_Aim of the exercise:_
Using the listing below, set down exactly the lines starting at the line that contains "Task: locate the black t-shirt, a" and ending at the line that contains "Task: locate the window, a", both included, and no others.
▬▬▬
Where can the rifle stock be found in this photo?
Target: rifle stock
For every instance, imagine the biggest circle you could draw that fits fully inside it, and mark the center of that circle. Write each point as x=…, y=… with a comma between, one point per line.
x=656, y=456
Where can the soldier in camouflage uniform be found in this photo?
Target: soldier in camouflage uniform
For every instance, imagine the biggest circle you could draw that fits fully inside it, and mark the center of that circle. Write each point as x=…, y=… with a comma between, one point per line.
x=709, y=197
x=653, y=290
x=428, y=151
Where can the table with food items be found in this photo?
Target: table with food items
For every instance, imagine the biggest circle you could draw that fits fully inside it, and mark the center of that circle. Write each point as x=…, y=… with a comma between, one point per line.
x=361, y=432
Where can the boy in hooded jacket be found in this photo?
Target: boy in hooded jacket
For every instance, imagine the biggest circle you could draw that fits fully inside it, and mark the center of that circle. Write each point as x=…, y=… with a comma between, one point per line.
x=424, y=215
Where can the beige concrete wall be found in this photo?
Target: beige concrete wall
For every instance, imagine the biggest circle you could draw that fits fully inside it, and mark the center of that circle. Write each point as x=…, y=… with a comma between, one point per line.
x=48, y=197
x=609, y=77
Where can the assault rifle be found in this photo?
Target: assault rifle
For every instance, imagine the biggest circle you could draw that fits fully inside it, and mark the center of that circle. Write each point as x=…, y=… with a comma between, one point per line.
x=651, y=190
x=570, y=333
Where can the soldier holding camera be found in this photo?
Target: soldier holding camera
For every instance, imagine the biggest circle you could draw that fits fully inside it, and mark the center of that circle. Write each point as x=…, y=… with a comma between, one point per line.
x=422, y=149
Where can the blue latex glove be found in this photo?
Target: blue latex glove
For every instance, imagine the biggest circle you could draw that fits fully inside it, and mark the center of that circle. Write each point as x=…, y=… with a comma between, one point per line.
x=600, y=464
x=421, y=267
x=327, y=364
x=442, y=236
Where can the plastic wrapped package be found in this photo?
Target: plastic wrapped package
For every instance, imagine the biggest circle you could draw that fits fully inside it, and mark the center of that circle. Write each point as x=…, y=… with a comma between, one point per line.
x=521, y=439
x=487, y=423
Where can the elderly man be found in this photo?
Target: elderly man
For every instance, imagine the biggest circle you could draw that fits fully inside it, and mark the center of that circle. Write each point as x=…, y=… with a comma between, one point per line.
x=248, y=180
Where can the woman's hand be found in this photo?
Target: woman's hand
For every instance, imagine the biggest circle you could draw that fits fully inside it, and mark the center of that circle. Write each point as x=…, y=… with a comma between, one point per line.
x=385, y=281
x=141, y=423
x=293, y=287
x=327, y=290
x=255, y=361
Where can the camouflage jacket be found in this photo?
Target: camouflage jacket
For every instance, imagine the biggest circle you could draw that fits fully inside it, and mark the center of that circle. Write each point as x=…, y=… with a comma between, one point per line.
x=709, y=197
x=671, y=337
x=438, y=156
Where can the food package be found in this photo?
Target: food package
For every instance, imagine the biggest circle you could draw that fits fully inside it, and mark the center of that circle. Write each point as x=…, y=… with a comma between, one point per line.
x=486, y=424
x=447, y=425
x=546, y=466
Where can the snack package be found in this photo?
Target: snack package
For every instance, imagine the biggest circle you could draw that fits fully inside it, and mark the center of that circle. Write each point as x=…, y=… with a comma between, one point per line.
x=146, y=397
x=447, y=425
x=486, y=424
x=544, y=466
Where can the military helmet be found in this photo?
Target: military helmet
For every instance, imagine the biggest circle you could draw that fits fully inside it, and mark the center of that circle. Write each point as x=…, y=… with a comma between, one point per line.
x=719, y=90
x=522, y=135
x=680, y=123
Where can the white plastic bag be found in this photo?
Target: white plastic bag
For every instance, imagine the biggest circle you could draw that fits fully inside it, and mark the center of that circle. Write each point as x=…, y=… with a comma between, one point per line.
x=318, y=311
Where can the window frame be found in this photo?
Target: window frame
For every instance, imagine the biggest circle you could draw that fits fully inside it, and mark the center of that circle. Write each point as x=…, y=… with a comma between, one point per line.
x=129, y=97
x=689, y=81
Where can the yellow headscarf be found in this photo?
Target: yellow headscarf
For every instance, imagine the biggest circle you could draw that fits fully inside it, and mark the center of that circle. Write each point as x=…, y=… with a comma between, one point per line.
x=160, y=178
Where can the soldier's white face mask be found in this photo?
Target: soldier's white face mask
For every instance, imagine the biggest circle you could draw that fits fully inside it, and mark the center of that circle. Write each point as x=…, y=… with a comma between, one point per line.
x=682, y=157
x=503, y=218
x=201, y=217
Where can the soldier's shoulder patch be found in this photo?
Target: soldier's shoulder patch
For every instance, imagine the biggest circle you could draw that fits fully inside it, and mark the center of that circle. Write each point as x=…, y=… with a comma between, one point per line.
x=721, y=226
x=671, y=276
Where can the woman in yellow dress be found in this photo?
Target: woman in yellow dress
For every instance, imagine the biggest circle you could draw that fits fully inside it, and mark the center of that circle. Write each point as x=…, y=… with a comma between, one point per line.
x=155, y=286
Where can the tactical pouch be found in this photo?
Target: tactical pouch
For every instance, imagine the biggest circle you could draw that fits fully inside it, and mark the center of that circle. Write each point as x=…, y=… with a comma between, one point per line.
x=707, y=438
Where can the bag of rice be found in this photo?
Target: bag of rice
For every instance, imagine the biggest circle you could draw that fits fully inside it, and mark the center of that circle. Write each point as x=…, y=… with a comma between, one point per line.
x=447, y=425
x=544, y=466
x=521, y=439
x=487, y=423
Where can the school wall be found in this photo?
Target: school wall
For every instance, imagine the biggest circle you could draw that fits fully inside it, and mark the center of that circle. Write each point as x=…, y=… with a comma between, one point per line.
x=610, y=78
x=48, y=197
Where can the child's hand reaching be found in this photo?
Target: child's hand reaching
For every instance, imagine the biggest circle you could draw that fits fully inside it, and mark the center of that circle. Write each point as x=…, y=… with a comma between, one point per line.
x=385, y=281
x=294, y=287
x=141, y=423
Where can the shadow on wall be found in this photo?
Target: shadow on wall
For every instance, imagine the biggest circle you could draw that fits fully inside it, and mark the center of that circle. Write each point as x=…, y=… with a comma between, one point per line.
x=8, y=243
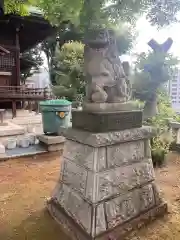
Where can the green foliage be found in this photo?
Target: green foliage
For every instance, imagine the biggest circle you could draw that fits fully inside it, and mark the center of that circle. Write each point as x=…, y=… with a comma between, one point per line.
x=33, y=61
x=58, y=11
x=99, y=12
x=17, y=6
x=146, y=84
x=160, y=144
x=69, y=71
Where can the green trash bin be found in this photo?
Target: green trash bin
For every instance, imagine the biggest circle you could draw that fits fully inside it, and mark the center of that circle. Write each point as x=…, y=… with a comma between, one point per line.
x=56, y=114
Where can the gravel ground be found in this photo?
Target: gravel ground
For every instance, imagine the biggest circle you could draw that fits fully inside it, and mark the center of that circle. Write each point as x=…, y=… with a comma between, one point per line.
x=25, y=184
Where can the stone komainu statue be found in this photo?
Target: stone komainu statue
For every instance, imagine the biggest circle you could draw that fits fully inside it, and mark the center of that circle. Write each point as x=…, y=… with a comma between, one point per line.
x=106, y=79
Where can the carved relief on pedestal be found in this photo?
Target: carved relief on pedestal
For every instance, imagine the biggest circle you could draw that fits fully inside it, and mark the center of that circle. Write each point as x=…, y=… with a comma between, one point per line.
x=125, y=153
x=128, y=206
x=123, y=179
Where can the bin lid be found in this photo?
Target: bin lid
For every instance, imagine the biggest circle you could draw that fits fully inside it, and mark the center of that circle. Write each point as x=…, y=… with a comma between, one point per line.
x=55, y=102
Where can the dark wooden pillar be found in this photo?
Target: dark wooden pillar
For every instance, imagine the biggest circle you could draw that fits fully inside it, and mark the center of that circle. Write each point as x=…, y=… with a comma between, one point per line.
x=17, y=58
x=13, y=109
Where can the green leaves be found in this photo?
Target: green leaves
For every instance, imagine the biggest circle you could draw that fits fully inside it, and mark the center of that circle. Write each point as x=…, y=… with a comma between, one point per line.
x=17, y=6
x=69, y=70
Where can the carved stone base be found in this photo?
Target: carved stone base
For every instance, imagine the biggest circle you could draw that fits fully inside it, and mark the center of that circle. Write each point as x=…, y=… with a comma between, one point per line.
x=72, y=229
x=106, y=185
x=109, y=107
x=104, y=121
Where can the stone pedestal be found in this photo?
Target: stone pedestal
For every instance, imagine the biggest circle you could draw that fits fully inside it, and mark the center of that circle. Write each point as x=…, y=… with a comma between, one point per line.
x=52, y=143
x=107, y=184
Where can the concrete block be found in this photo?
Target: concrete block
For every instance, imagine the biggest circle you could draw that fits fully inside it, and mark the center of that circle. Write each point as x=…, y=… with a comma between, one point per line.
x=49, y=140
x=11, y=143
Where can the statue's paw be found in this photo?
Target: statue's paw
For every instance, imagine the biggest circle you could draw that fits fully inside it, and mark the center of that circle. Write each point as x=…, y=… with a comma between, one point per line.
▬▬▬
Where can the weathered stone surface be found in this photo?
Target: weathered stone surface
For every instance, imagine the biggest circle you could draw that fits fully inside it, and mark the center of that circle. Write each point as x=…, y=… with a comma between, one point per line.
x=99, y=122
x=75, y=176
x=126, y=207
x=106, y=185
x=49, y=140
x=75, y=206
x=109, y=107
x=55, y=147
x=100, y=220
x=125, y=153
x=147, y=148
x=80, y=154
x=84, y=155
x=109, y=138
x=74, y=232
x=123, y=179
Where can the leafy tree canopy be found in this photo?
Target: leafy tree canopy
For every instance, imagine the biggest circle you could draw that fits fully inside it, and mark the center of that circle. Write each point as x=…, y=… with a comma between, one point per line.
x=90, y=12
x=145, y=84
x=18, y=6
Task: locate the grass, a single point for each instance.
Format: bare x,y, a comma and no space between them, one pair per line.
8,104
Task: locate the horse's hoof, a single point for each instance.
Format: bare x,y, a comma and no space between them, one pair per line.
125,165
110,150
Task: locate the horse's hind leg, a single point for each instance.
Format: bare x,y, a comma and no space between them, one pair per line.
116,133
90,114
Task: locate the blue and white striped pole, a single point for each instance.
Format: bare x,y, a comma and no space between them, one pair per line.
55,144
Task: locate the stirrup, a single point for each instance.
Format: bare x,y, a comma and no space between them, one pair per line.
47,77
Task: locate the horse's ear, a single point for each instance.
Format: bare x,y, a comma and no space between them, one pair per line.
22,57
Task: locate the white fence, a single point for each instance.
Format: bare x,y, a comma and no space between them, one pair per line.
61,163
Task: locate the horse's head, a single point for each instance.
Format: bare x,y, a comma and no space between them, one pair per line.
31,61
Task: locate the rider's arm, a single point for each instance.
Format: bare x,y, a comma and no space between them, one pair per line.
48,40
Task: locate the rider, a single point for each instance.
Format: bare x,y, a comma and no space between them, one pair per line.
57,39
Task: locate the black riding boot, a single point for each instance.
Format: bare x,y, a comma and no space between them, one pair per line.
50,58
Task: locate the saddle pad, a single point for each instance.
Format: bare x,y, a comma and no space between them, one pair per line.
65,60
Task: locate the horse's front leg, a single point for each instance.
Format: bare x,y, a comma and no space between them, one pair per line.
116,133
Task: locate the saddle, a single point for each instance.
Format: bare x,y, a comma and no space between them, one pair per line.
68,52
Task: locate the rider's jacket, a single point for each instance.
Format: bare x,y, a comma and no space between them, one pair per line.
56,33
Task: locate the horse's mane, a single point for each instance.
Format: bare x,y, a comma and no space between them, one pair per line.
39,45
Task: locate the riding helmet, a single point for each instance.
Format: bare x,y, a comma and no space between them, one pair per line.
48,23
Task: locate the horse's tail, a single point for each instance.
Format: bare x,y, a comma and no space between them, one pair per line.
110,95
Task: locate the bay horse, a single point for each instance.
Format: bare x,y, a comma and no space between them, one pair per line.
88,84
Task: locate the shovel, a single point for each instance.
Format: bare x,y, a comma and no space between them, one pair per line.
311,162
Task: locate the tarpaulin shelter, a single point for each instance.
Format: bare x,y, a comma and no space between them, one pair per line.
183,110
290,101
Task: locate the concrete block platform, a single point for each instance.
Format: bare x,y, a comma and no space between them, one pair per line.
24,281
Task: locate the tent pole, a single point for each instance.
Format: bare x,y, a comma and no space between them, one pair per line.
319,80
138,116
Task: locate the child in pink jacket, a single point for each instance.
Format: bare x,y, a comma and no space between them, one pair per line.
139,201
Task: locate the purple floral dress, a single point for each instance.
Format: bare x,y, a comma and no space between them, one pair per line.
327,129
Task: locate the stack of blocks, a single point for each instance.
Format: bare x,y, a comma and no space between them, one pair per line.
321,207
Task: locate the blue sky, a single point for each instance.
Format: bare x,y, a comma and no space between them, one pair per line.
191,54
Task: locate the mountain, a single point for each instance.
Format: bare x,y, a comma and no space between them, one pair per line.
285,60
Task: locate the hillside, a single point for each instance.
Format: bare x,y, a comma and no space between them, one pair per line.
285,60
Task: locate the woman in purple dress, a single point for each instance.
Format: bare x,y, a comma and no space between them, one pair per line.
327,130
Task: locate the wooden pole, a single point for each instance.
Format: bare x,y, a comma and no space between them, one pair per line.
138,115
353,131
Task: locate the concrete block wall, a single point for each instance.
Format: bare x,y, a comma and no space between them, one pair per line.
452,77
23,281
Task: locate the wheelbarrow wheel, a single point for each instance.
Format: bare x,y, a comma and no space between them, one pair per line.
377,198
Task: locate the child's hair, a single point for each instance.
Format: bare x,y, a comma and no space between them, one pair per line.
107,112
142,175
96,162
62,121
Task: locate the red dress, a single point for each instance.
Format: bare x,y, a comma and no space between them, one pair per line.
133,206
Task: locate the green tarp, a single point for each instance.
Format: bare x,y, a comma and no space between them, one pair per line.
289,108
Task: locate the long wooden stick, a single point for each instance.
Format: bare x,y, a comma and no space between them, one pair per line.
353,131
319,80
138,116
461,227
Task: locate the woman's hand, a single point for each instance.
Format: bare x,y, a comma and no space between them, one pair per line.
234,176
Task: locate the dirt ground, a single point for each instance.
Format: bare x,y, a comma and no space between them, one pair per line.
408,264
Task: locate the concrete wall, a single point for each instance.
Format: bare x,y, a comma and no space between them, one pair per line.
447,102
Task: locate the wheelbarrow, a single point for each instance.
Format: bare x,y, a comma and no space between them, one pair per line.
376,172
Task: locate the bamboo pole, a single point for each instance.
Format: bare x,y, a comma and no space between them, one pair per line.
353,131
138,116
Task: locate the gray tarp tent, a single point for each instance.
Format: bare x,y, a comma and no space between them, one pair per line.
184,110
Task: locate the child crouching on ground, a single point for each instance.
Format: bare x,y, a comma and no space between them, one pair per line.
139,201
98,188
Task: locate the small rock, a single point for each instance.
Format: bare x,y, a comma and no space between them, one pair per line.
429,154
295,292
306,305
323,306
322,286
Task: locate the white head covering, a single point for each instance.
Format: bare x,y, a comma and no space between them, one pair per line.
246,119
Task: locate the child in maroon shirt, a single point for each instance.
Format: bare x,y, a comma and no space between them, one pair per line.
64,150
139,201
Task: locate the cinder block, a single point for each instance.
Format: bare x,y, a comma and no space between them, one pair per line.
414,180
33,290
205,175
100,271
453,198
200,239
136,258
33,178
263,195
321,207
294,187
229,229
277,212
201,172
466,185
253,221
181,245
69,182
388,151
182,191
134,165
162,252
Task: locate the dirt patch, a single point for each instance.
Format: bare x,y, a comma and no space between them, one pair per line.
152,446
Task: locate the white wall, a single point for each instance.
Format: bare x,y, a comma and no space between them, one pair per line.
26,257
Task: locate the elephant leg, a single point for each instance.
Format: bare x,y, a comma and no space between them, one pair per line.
▬▬▬
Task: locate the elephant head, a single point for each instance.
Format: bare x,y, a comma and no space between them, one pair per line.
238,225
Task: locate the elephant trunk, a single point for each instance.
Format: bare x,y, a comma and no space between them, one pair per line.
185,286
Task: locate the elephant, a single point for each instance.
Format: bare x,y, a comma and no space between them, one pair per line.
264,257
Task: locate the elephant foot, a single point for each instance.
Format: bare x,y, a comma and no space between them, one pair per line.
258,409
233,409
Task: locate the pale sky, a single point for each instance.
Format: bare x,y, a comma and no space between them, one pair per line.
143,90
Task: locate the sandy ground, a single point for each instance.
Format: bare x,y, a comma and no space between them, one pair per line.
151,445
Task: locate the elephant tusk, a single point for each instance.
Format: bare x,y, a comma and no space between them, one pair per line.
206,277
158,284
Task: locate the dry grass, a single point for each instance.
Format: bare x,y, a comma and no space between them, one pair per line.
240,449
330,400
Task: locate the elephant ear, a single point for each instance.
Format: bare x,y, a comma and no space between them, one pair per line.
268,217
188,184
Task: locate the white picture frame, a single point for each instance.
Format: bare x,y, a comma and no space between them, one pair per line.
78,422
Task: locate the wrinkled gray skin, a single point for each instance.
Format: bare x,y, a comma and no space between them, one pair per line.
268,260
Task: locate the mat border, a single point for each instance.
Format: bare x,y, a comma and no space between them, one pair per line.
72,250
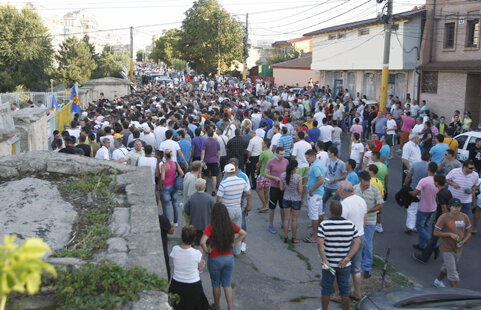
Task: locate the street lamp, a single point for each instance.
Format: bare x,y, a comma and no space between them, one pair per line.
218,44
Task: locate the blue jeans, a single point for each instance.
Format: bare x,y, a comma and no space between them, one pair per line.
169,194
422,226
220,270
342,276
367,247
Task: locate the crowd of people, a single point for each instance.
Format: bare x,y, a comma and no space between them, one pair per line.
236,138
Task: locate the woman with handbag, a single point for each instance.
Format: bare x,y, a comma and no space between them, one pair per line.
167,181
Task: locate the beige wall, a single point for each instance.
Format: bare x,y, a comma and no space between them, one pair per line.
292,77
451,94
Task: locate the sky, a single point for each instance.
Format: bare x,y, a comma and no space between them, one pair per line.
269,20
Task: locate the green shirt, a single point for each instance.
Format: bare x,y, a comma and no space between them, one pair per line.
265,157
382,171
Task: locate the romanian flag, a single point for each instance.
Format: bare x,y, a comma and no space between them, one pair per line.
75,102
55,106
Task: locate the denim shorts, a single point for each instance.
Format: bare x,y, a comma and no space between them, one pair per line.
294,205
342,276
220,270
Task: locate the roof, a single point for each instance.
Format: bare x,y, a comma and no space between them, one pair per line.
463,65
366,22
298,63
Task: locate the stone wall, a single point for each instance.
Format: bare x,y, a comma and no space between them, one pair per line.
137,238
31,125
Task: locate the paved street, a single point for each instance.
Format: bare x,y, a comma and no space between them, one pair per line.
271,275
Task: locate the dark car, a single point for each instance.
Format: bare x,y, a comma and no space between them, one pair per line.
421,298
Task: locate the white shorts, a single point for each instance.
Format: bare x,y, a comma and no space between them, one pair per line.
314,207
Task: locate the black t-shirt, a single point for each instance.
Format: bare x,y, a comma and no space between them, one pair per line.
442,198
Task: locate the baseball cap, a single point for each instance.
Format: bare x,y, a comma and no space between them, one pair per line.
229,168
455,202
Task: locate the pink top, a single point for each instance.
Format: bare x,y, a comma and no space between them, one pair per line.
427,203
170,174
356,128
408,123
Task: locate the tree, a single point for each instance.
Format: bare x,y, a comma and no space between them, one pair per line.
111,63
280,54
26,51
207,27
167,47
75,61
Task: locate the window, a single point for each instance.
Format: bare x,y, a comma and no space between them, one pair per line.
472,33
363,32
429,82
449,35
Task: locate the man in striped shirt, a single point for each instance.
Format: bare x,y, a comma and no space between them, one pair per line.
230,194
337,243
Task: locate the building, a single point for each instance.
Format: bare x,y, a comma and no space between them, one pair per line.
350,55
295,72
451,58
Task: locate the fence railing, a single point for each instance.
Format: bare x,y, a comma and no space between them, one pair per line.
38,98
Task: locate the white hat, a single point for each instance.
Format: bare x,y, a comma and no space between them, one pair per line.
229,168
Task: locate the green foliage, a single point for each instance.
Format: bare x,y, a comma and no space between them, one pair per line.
▬▬▬
_Written answer:_
Task: locate the black t-shirt, a single point for each instance.
Format: bare x,y, a comma and no space between them, one pair per line.
442,198
Task: locate the baseball cap, a single point for each instance.
Format: bare x,y, a comma and no space between them, one pair per line.
229,168
455,202
Task: locate the pink top, a single point for each instance.
Format: bare x,y, a comma and no space between them, one pair per line.
427,203
170,174
356,128
408,123
Task: locate the tree, a single point for each instance.
Format: bare x,y, a comma and no space between them, one pair per line.
111,63
280,54
26,51
207,27
167,47
75,61
Task: locate the window, a single point for each instance.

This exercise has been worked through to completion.